- [Written exercise]: Rewrite the stretch of items from the start through the line containing "[180,0,614,165]", changing each "interface" to "image" and keeping everything else the same. Leave the pictures out.

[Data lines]
++++++
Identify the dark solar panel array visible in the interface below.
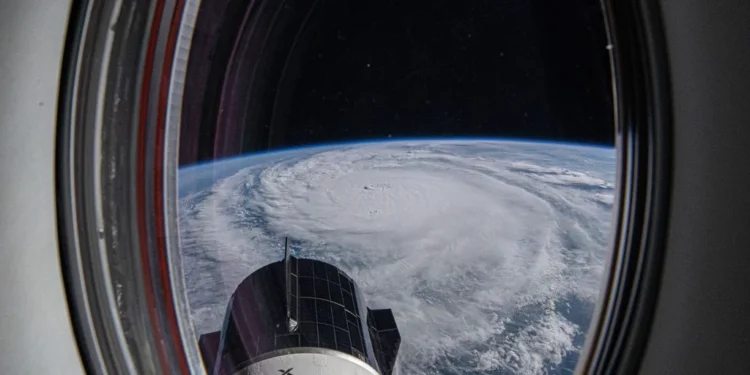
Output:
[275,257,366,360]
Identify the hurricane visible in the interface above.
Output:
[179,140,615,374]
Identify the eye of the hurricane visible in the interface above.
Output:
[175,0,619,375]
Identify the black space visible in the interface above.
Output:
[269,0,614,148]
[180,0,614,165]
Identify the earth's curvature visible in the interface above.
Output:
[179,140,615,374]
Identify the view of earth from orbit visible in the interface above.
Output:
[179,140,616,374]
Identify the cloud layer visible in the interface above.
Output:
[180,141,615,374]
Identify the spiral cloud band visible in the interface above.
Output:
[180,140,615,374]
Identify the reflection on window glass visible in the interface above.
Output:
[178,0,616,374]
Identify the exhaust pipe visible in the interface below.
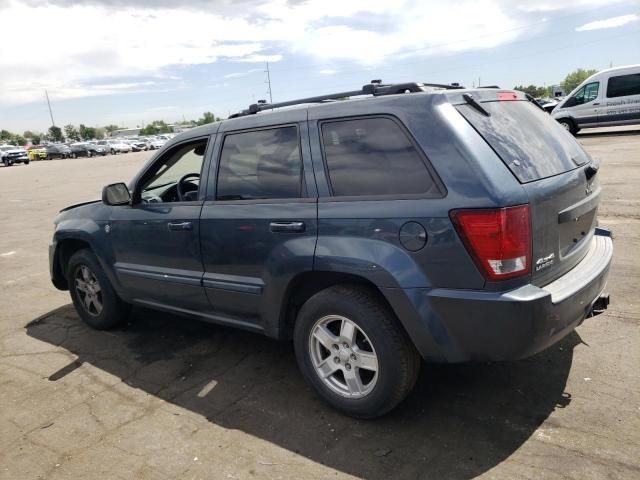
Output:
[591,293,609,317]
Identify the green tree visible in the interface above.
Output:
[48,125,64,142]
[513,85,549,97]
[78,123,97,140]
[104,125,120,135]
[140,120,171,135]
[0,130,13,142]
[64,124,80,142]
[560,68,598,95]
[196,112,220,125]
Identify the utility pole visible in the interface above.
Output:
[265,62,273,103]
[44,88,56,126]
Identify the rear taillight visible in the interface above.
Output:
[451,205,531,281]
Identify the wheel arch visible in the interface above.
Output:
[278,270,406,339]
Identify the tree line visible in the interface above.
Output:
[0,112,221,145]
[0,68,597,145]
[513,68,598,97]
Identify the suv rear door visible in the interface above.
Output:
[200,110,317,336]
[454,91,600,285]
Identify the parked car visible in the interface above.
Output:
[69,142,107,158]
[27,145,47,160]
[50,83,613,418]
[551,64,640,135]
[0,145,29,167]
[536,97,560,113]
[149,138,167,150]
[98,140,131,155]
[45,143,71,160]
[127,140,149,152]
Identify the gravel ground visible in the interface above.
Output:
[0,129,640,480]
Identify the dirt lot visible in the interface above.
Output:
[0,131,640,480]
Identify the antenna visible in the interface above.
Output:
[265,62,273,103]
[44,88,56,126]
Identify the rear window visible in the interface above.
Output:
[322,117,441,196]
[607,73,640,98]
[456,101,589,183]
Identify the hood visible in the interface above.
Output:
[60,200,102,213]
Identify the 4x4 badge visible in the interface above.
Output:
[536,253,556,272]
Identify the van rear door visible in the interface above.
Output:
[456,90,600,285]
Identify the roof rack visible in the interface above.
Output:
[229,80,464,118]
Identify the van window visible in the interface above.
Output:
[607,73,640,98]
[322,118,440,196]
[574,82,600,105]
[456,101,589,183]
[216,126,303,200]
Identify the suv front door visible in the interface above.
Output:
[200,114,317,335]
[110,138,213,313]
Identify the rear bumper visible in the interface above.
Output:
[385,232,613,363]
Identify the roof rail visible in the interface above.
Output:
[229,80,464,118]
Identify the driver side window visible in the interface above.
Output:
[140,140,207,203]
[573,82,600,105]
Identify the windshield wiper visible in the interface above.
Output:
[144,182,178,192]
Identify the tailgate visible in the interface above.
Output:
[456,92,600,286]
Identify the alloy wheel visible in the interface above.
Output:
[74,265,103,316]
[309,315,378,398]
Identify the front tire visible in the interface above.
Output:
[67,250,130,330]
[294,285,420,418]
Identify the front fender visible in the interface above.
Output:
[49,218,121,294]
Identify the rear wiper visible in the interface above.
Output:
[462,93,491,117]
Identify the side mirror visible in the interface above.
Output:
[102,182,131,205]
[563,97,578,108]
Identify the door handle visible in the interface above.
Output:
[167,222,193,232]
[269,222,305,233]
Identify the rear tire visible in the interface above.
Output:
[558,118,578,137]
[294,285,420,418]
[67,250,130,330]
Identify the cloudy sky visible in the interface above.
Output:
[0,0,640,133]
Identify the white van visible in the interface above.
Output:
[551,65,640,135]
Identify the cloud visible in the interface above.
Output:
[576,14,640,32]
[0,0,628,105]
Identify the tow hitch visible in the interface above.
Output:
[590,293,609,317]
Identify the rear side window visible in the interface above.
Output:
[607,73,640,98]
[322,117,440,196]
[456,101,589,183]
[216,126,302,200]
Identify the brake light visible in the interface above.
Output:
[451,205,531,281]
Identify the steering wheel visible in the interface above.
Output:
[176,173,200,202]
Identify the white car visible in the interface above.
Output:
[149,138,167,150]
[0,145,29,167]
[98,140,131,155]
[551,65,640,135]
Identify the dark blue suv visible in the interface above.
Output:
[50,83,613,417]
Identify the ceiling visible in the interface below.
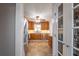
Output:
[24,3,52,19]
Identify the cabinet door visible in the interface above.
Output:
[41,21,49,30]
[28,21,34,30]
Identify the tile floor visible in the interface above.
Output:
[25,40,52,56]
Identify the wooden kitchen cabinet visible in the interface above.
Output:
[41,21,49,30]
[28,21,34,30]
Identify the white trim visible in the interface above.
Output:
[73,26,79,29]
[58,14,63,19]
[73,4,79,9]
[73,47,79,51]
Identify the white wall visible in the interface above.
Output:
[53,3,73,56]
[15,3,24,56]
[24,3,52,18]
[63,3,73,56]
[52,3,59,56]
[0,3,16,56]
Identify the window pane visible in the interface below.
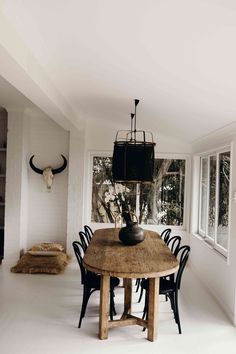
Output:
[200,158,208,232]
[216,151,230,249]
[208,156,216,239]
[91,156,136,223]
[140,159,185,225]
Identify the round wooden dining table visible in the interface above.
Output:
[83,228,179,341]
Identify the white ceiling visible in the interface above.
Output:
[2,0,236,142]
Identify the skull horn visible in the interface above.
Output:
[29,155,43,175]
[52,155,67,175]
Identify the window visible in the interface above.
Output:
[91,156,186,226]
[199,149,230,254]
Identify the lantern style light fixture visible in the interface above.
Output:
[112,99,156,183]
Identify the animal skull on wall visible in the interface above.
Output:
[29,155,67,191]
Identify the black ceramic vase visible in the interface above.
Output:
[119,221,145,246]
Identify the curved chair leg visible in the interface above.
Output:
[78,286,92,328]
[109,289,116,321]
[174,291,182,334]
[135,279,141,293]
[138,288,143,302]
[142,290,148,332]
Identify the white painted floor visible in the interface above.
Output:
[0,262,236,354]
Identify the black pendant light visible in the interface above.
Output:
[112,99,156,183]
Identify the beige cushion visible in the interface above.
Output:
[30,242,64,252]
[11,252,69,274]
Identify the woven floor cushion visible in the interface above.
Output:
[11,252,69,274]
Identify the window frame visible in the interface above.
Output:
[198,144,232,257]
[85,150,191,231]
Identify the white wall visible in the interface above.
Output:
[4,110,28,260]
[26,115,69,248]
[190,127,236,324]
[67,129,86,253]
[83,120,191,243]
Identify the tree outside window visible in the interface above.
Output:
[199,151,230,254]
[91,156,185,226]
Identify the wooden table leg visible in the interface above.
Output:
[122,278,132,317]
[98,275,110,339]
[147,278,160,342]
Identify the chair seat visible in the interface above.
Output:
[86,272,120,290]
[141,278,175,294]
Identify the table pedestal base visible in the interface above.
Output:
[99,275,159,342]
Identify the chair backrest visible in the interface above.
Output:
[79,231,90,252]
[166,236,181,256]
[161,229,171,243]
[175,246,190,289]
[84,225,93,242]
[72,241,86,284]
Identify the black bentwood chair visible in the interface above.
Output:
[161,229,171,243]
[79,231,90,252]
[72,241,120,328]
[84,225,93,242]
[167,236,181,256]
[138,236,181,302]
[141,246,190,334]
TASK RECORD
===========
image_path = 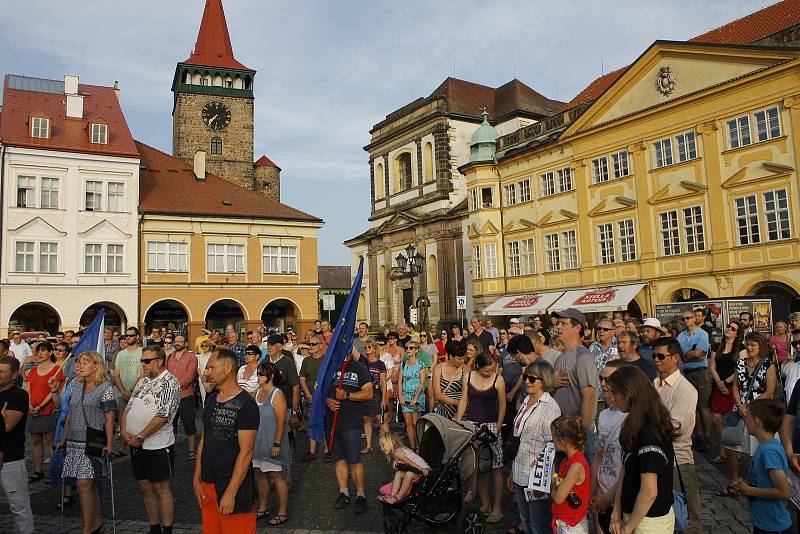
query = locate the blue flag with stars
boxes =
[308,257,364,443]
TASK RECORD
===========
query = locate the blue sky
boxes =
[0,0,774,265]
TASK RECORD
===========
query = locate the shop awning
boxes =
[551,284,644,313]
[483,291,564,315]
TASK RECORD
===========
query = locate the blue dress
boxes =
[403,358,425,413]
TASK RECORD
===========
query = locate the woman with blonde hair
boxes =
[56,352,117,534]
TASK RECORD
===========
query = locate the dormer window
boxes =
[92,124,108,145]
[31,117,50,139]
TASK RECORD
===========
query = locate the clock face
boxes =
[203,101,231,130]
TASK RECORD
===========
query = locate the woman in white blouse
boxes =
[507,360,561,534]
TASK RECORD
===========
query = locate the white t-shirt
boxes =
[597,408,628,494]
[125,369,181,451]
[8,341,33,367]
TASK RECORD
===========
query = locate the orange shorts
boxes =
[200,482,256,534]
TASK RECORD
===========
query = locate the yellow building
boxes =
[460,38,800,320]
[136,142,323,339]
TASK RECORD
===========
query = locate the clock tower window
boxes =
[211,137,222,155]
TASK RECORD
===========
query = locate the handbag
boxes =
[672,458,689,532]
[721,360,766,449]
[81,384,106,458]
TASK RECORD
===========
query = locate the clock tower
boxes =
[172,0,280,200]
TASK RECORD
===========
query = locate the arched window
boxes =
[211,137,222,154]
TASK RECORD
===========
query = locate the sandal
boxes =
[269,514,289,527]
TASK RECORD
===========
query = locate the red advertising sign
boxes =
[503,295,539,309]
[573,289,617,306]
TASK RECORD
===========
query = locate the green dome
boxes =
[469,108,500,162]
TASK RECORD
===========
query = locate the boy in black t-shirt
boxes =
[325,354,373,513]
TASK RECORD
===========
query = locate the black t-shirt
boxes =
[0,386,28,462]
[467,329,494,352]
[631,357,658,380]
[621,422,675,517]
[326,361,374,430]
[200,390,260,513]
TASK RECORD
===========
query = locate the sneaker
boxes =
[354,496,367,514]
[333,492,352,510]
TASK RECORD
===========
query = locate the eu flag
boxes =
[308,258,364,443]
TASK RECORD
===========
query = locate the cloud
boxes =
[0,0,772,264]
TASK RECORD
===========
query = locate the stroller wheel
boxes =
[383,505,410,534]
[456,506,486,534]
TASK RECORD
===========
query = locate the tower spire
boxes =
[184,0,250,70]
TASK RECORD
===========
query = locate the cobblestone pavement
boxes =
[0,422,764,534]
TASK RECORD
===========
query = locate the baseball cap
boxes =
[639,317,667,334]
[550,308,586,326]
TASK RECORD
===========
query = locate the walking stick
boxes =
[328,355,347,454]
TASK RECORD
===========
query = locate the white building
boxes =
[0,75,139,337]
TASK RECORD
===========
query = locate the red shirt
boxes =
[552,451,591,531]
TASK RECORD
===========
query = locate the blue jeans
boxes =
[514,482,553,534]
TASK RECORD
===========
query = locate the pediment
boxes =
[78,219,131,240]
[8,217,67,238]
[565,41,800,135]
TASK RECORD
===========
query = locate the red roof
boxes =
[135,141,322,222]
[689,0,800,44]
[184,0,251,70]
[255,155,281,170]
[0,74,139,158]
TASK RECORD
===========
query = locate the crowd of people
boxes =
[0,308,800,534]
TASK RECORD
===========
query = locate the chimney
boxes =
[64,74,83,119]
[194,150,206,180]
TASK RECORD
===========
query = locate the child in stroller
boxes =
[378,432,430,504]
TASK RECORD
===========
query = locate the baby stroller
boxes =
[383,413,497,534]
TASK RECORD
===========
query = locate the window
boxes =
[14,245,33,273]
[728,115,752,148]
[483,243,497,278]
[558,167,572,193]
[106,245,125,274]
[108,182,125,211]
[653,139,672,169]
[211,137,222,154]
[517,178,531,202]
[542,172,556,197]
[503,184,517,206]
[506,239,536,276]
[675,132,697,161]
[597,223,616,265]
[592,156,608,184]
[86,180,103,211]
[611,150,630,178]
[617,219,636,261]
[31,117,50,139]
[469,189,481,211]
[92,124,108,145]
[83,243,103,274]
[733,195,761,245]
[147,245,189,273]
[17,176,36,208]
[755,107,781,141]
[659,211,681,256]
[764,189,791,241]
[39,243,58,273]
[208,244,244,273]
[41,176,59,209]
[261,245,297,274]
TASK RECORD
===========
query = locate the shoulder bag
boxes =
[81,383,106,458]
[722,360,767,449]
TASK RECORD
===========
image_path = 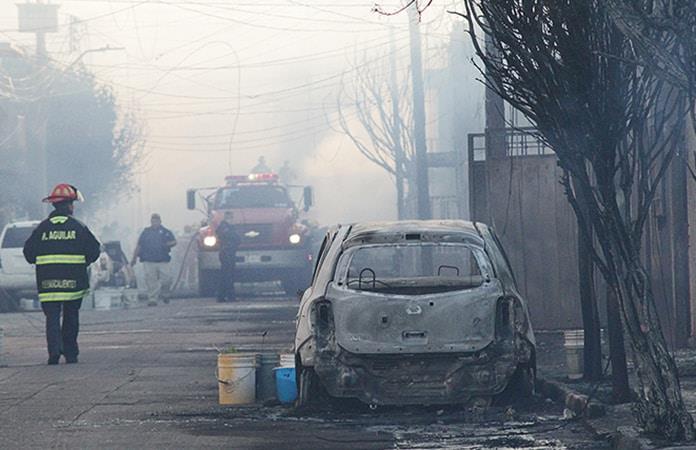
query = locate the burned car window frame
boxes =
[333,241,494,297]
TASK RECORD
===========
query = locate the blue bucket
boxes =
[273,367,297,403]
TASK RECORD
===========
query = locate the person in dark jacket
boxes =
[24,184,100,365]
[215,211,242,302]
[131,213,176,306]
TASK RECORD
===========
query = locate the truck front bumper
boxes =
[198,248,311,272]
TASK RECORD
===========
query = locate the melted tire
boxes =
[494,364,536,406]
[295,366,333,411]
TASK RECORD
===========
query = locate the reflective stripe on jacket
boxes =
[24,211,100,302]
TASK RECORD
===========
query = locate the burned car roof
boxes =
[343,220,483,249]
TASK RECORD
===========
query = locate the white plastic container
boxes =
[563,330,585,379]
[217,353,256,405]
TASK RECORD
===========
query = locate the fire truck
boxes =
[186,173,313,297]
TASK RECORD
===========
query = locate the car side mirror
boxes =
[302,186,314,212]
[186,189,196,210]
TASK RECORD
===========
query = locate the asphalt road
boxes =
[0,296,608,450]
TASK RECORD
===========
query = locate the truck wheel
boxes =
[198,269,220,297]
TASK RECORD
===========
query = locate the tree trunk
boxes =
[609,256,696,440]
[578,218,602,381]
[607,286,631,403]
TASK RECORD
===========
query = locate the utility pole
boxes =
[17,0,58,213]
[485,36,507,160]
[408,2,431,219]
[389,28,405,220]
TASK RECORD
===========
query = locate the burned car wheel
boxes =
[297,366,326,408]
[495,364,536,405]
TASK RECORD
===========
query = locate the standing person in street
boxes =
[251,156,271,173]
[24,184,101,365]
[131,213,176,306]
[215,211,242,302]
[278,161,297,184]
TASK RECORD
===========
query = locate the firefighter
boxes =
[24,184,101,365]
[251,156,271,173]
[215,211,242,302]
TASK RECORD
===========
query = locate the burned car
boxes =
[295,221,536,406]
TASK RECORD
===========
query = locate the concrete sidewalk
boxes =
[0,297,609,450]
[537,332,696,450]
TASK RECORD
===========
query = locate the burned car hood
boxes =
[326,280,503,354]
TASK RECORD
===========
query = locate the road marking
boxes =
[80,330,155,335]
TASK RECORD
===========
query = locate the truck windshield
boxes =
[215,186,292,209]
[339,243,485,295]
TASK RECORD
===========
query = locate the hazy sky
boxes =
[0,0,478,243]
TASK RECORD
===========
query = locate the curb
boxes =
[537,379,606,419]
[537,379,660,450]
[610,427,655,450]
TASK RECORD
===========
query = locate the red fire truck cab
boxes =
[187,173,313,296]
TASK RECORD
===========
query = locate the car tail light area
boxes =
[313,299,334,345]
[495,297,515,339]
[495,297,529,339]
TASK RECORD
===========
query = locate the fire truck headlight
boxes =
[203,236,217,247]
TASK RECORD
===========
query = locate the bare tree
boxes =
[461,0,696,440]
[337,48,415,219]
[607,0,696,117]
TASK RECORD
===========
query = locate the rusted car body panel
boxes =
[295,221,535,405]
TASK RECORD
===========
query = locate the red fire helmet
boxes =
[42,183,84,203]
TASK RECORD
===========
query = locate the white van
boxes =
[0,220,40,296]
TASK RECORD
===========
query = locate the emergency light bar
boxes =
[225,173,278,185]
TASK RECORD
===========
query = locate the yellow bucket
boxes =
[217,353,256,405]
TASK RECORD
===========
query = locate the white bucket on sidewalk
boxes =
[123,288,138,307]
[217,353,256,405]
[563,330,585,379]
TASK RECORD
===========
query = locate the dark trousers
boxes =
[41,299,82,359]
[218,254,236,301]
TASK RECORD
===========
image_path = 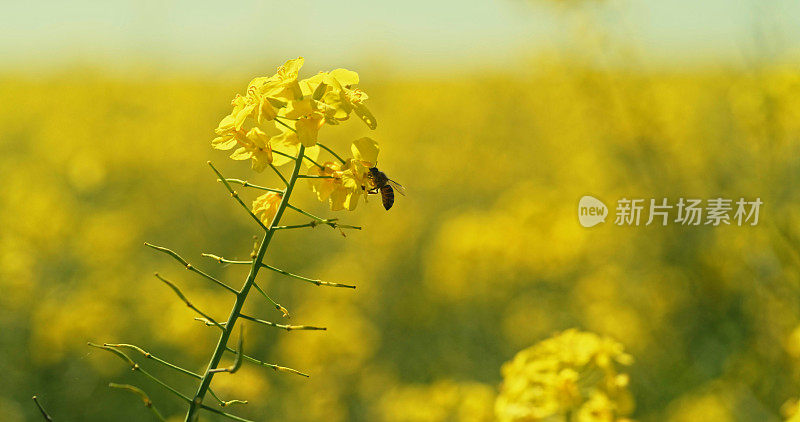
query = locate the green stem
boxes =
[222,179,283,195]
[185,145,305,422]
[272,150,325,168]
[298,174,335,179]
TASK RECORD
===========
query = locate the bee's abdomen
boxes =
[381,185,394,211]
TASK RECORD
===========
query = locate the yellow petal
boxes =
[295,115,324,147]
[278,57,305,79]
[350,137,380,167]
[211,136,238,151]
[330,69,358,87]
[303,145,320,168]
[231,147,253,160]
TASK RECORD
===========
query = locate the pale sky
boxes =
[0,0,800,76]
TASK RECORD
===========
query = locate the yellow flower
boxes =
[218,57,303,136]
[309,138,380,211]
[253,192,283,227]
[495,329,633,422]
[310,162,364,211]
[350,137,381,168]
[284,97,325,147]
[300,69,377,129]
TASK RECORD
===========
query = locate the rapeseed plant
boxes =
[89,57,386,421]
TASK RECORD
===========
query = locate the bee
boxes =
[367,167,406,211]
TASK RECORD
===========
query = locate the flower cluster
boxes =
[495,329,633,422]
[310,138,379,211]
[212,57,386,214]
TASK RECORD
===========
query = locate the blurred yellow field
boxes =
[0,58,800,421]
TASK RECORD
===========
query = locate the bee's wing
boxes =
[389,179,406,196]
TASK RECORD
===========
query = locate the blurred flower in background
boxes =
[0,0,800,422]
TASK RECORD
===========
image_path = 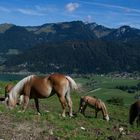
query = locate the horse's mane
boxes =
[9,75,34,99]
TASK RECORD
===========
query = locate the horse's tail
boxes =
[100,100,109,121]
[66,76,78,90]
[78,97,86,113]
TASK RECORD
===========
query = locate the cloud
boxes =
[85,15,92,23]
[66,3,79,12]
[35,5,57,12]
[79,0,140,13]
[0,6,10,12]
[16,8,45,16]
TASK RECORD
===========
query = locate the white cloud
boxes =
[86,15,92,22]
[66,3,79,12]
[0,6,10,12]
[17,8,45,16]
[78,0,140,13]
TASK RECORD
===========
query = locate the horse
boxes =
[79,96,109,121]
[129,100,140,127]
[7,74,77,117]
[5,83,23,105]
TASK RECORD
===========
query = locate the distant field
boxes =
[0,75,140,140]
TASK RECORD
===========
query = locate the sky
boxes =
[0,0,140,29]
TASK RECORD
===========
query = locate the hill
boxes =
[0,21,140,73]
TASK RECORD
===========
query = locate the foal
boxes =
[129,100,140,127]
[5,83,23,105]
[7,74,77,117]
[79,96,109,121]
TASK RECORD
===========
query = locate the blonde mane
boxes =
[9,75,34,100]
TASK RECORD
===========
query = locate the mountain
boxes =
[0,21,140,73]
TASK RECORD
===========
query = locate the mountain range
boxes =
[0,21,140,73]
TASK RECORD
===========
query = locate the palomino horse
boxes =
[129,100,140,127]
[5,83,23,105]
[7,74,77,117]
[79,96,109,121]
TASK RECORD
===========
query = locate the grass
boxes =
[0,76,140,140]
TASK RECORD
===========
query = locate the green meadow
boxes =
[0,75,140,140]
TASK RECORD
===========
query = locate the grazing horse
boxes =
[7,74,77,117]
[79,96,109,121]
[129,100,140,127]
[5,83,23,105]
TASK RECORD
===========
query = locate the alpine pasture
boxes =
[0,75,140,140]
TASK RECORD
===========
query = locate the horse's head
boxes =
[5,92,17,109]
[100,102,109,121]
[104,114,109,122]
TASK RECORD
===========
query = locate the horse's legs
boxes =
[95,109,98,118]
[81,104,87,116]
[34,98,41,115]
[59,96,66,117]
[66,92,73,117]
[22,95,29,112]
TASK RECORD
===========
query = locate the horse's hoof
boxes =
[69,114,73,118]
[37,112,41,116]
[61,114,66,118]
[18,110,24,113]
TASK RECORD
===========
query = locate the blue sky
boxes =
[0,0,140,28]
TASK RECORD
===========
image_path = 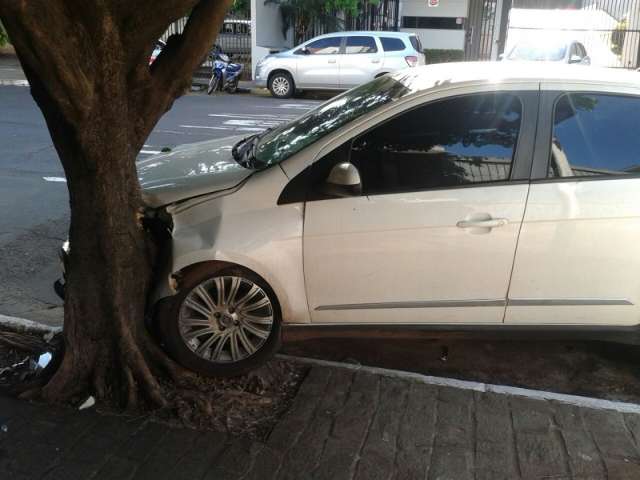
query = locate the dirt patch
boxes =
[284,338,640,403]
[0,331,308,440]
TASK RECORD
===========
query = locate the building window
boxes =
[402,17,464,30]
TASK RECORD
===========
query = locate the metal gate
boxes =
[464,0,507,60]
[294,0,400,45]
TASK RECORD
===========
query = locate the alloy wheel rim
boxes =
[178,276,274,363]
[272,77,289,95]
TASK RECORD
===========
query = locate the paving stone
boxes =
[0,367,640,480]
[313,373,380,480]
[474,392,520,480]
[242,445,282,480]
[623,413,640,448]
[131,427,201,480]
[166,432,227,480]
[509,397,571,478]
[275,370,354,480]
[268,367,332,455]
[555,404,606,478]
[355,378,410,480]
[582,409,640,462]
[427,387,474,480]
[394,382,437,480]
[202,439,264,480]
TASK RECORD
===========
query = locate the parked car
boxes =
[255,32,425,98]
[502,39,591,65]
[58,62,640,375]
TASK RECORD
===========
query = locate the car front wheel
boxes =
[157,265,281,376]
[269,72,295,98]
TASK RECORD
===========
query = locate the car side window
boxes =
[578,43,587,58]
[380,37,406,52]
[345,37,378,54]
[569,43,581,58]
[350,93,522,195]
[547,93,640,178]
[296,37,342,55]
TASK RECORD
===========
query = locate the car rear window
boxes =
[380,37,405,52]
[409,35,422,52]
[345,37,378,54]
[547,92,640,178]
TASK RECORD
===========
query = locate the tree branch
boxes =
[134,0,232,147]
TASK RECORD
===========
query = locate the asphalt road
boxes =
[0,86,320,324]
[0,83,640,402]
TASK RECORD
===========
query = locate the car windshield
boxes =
++++++
- [Completed exercise]:
Identify the dark solar panel array visible in the image below.
Output:
[275,257,366,360]
Identify the hurricane visible in the image above.
Output:
[179,140,615,374]
Identify the eye of the hurricane visible in the image above.
Output:
[175,0,619,375]
Identify the black space visible in the image above.
Output:
[269,0,614,148]
[180,0,614,165]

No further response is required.